======== THE DATA ========
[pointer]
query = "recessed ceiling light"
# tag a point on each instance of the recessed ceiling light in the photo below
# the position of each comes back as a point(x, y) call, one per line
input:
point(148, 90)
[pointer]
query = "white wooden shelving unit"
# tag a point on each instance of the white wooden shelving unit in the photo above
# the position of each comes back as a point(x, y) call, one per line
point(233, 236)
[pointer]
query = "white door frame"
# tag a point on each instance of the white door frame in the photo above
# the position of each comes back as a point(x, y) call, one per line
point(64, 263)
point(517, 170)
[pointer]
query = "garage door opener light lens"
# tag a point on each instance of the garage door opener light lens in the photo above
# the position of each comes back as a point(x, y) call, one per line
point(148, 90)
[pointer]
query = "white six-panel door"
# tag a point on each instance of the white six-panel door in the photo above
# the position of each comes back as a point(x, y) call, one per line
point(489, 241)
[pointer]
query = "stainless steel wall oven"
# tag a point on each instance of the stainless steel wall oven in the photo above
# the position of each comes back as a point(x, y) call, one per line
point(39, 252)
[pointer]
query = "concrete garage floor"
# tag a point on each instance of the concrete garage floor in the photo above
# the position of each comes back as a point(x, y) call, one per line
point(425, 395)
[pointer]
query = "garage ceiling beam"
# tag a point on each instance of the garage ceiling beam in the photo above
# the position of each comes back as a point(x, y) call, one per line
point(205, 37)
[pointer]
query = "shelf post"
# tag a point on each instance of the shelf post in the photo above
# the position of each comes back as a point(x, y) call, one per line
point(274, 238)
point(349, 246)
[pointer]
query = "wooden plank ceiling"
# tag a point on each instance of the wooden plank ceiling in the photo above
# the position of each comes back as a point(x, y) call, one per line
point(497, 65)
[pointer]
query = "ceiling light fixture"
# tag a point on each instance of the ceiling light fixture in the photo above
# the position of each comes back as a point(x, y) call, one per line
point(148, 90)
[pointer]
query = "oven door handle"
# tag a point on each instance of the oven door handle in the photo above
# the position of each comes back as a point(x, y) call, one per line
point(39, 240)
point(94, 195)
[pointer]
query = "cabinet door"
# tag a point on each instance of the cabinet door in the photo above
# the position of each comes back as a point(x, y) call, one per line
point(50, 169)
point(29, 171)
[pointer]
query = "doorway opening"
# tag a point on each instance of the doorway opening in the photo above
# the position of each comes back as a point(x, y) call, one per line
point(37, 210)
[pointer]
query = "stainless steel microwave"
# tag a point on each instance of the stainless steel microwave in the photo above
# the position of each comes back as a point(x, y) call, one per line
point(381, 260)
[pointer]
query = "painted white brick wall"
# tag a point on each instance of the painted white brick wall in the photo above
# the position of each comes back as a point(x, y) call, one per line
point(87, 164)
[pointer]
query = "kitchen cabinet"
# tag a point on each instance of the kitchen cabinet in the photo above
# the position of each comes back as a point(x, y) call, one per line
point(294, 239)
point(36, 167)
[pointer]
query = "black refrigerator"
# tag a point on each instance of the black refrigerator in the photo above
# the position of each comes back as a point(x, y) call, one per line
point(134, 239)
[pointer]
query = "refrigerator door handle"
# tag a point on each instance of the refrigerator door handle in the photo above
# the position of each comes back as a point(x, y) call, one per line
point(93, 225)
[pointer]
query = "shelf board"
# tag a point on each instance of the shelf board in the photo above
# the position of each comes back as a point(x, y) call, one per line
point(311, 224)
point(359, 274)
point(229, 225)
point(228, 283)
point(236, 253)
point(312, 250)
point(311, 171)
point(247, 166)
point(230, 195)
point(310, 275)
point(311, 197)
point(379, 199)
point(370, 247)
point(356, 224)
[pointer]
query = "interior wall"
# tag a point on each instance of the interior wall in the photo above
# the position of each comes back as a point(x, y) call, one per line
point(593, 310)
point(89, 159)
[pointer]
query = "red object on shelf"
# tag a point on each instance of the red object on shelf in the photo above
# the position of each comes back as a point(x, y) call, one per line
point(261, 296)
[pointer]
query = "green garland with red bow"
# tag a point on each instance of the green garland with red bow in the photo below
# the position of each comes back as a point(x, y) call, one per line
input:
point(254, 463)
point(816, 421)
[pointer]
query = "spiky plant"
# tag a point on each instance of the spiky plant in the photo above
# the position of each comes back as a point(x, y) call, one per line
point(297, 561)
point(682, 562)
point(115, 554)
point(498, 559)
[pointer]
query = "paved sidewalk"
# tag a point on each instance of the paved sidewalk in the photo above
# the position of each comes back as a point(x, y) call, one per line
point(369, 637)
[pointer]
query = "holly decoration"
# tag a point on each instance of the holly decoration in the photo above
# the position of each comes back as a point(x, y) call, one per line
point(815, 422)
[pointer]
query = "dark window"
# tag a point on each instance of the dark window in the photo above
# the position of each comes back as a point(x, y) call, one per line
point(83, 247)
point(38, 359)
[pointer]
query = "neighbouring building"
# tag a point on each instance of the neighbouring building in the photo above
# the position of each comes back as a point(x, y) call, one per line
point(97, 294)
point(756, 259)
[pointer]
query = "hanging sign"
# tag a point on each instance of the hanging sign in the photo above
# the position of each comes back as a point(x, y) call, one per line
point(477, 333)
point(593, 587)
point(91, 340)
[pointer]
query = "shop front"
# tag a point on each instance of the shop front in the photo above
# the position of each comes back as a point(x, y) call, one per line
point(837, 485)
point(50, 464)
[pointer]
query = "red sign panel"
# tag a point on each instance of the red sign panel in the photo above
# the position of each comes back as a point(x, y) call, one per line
========
Output the records again in full. Keep every character as written.

[pointer]
query = "recessed ceiling light"
# tag a point on each instance of the recessed ceiling light in the photo below
# the position of each comes back as a point(x, y) call, one per line
input:
point(148, 90)
[pointer]
query = "white wooden shelving unit"
# tag a point on each instance of the white wooden shelving unit in the photo above
# the position of each comes back as a point(x, y) call, one per line
point(233, 236)
[pointer]
query = "white door frame"
# tag a point on each instance of the white door frame in the photo above
# the position of each comes back as a point(x, y) call, one per line
point(64, 263)
point(517, 170)
[pointer]
query = "garage door opener light lens"
# tag a point on each instance of the garage door opener light lens in the photo above
# the position of each comes back as a point(x, y) call, one per line
point(148, 90)
[pointer]
query = "white six-panel door"
# tag a point on each instance of the white six-panel door in the photo above
# the position of each comes back as a point(x, y) call, one per line
point(489, 241)
[pointer]
query = "stainless steel wall oven"
# tag a point on each instance of the stainless steel wall oven in the photo above
# the position of each comes back as a point(x, y) call, one per line
point(39, 252)
[pointer]
query = "concrete garage floor"
# tag a point on each instance of the concrete garage floor in the photo above
# the position of each comes back as a point(x, y) call, one per line
point(425, 395)
[pointer]
query = "garage ceiling beam"
# tag a point on each instance of the garage ceiling beam in the photo above
# the position of each comes back as a point(x, y) call, one per line
point(205, 37)
[pointer]
query = "shelf post"
# tag a point on each instance of the shelf post in the photo above
# the position of each comes back as a point(x, y) call, one per line
point(274, 238)
point(349, 246)
[pointer]
query = "wooden plank ceiling"
# tag a point on each instance of the wooden plank ceiling in the photo above
# the position of each comes back as a point(x, y) call, one per line
point(497, 65)
[pointer]
query = "ceiling light fixture"
# tag a point on each instance of the ceiling light fixture in the photo above
# the position of each comes back as a point(x, y) call, one per line
point(148, 90)
[pointer]
query = "oven door handle"
# tag a point on each instance of the oven door handle in the photo above
# the position of each comes back as a point(x, y) call, one per line
point(39, 240)
point(94, 195)
[pointer]
query = "cabinet door"
# tag a point on each instance of the cabinet door in the photo above
# the position of each comes back as a point(x, y) call, one per line
point(50, 169)
point(29, 171)
[pointer]
query = "doorway opening"
# tag a point on each instance of the doorway opening in the photo above
# the position of each comes back as a point(x, y) call, one per line
point(37, 210)
[pointer]
query = "stainless steel microwave"
# tag a point on each instance of the stainless steel microwave in the photo above
# the position of each comes back as a point(x, y) call, one per line
point(381, 260)
[pointer]
query = "painted white brick wall"
# tag a point on each instance of the painted white brick wall in the photo above
# the position of each comes back as a point(x, y) call, one per line
point(87, 164)
[pointer]
query = "kitchen cabinet"
# tag a point on each instance of the kitchen cabinet in the photo above
# the position of each comes back as a point(x, y) call, one per line
point(294, 239)
point(36, 167)
[pointer]
query = "black refrigerator"
# tag a point on each instance of the black refrigerator in the photo above
# the position of each comes back as a point(x, y) call, one per line
point(134, 239)
[pointer]
query = "refrigerator door handle"
# tag a point on each instance of the refrigerator door handle in the photo above
# the position of each comes back as a point(x, y) call, one per line
point(93, 225)
[pointer]
query = "shelf board"
# tag a point on each instance of the shelf board in the photo above
# the position of each comes back as a point(x, y) call, one per line
point(311, 224)
point(359, 274)
point(229, 225)
point(228, 283)
point(236, 253)
point(312, 250)
point(311, 171)
point(247, 166)
point(230, 195)
point(310, 275)
point(311, 197)
point(379, 199)
point(370, 247)
point(356, 224)
[pointer]
query = "interior wall"
# tag a point on each instance of the interior wall in the photo above
# the position of each comes back as a point(x, y) call, one per line
point(593, 310)
point(89, 159)
[pointer]
query = "red object on shelf"
# tag a point on each instance of the red object on shelf in the photo above
# the position of each comes back as a point(x, y) call, one per line
point(261, 296)
[pointer]
query = "green garland with red bow"
# tag a point on each instance of the green garland with red bow in the photo below
# the position of each comes back as a point(x, y) call, one per line
input:
point(254, 463)
point(816, 421)
[pointer]
query = "spiky plant"
# tag a point on each instance of the spiky plant in the photo above
# the position of each comes back as a point(x, y) call, one per line
point(297, 561)
point(682, 562)
point(115, 554)
point(498, 559)
[pointer]
query = "paved sidewalk"
# tag a point on each instance of the paved sidewalk in the photo above
# the position of each comes back as a point(x, y) call, one per line
point(369, 637)
[pointer]
query = "holly decoration"
# tag a point on each instance of the holly decoration in the photo above
# the position of each comes back as a point(x, y) call, one per line
point(815, 422)
[pointer]
query = "dark window"
# tag a point on each instance of the dark window in the photo above
# the position of each comes back as a point(x, y) call, one per line
point(83, 247)
point(38, 359)
[pointer]
query = "neighbouring building"
# tag a point on each instance of the neighbouring building in the photo above
# the position of each comes back as a point(x, y) call, one per line
point(97, 294)
point(756, 259)
[pointer]
query = "hanging sign"
# tag a point on each instance of the hanging sign in the photo above
# the position of each comes back as a point(x, y) call, one per line
point(477, 333)
point(593, 587)
point(91, 340)
[pointer]
query = "shop front"
# tag a point on each instance of the shop front in the photo above
# the position of each comes back as a point(x, y) call, one per line
point(837, 485)
point(50, 464)
[pointer]
query = "red sign panel"
# tag a point on each instance of the red sign panel in the photo above
# the position of each comes back as a point(x, y) call, one per line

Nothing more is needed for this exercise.